Written exercise 1: In the text on contact center benchmarking, how many organisations in how many countries responded to the research?
Written exercise 2: List every region that the text on contact center benchmarking names as covered by the research responses.
Written exercise 3: Resume the text on contact center benchmarking, starting after its final sentence.

Document section:
For many, hybrid cloud is seen as a solution that’s providing some powerful results as focus shifts from the technology infrastructure on which contact centres run to its ability to deliver a connected customer journey and better end-user experience.

Looking ahead, analytics is identified as the top trend that will both shape and inform the industry in the next five years. Small data analysis can lead organisations to big ideas on how to ‘get personal’ with customers. Deeper analytics will also empower organisations to identify opportunities that pre-empt customer needs, and use automation to proactively personalise services. If applied effectively, it will revolutionise the future of CX and differentiate services from competitors.

The paradigm seems paradoxical: digital can make organisations seem closer and more in touch, despite digital business dehumanising the engagement. The design of technologies for ease-of-use and advocacy is crucial. In fact, understanding the opportunity to connect customer journeys across a multitude of contact channels has emerged as the number one trend affecting contact centres in 2016.

The Benchmarking Report is based on research responses from 1,320 organisations in 81 countries across Asia Pacific, Australia, the Americas, Middle East & Africa, and Europe. The sample representation is split by 14 industry verticals. Our online Benchmark Comparison Portal allows all of our data to be split at eight levels, including by size, service, provider, and contact type alongside historic data trends. It contains more than 700 data points and over 80 results charts.

What sets our approach apart is that we don’t just observe: we explain the context alongside answers and advice. Dimension Data has market-leading abilities and experience in delivering communications, collaboration, and contact centre solutions to organisations around the world. We combine the expertise of our Customer Experience and Collaboration Business Unit with Merchants’ 30-year history in contact centre delivery.

This Benchmark Summary Report is just a taste of what you can look forward to in the full 2016 Global Contact Centre Benchmarking Report.

Given records:
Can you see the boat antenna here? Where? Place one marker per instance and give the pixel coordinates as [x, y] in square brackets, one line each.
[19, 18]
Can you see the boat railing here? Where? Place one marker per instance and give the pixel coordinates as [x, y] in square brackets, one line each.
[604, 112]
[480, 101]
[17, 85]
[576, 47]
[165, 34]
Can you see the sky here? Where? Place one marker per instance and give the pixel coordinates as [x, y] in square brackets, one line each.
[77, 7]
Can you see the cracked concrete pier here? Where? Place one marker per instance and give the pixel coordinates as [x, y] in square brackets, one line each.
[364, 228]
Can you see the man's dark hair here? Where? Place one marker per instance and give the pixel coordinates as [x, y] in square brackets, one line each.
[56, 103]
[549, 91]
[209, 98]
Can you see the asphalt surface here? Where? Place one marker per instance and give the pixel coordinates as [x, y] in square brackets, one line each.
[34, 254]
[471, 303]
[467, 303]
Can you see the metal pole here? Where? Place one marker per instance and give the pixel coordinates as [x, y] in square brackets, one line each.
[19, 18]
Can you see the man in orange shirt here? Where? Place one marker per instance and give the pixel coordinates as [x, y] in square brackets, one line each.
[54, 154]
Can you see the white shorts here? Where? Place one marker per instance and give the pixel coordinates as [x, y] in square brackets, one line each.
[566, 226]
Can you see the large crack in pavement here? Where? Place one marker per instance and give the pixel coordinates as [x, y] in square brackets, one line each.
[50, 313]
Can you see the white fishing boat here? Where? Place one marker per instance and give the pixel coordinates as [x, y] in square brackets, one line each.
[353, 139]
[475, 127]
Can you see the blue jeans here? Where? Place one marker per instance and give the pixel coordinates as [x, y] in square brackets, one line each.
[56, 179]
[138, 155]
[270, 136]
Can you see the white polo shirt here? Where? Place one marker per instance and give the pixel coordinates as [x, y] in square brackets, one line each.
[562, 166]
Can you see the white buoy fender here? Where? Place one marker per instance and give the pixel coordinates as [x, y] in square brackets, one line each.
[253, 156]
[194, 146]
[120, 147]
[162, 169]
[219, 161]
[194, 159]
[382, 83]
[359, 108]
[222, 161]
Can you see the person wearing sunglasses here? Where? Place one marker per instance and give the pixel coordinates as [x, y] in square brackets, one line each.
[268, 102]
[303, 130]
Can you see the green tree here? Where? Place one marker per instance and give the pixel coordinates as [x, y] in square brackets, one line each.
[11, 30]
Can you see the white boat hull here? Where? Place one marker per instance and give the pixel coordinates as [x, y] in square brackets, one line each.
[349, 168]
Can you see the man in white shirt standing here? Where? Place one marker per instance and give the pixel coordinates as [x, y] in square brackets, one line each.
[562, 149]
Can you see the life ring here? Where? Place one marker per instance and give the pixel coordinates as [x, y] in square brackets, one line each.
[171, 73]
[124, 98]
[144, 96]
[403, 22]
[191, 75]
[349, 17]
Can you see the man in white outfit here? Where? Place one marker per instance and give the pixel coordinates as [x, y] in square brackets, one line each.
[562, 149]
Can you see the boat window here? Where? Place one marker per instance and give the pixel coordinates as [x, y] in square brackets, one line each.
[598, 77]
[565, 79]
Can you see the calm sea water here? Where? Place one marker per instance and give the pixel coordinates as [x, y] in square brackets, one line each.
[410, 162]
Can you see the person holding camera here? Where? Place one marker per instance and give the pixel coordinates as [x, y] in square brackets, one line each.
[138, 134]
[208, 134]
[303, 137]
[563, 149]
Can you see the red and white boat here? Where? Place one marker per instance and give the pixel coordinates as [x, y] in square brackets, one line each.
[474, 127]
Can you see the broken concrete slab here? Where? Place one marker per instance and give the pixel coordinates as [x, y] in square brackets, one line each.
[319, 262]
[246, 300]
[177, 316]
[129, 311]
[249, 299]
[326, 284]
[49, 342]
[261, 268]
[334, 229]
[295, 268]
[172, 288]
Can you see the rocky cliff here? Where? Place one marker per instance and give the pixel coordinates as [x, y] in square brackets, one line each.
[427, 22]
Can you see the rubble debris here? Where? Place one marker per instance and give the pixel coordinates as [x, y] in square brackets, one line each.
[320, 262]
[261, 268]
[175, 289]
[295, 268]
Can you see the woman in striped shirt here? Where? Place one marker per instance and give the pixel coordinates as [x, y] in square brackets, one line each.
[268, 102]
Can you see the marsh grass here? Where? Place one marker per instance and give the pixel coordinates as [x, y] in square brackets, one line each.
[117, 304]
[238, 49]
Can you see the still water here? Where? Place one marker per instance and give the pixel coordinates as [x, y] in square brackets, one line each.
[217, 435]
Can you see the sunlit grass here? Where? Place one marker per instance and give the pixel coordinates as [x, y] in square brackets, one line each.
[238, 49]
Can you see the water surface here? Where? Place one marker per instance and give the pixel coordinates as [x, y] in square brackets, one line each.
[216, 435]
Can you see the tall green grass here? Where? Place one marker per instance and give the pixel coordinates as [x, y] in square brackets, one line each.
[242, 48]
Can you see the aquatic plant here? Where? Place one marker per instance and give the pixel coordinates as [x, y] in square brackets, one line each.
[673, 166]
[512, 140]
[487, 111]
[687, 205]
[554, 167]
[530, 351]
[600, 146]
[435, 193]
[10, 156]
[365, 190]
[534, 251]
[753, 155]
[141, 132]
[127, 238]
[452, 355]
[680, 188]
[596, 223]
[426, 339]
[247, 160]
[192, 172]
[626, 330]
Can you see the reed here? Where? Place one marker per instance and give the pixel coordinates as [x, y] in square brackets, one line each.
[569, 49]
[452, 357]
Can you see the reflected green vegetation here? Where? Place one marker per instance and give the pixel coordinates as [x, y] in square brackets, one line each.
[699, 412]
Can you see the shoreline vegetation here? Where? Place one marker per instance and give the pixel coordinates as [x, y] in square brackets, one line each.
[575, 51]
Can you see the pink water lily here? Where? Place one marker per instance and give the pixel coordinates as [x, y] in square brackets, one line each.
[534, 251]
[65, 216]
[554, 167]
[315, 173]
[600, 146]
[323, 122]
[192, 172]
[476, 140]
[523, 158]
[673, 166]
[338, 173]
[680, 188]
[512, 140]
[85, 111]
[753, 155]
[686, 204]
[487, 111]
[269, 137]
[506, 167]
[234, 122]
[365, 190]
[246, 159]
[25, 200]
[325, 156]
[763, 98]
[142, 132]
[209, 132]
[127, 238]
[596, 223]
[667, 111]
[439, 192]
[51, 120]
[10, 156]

Task output 1: 1,320 organisations in 81 countries.

Task output 2: Asia Pacific, Australia, the Americas, Middle East & Africa, and Europe.

Task output 3:
For more information and to order your copy of the complete 2016 Report visit: www.dimensiondata.com/benchmarking

While ease-of-contact and a variety of touchpoints give a newfound convenience for consumers engaging with service providers, it’s also driving additional contacts.

Digital volumes are on the rise. Last year alone, phone transactions handled by contact centres fell another 12%, but traffic increases were recorded across almost every digital channel. By the end of 2016, digital volumes will overtake phone interactions. This year we’ll see most contact centres provide up to nine contact channel options.

However, the transition towards digital isn’t reaching its full potential. The gap between service delivery and customer expectations is widening.

New contact channels are often designed in isolation with little involvement from the contact centre. While new technology may be digital and automated, it isn’t always working as well it might. It still needs people — that all-important ‘human touch’ — to design, program, review, and amend. This is the failure point for solution approvals, process reviews, and performance management. Going forward, contact centres need to provide more input into the design of new digital solutions. Management disciplines perfected on phone now need to be applied to digital.

As digital demand grows, organisations are struggling to integrate multiple technology channels and believe legacy systems inhibit their agility and speed to market. Two in five contact centres say that digital channel systems don’t meet current needs. And less than half of those believe their digital infrastructure will deliver against future needs.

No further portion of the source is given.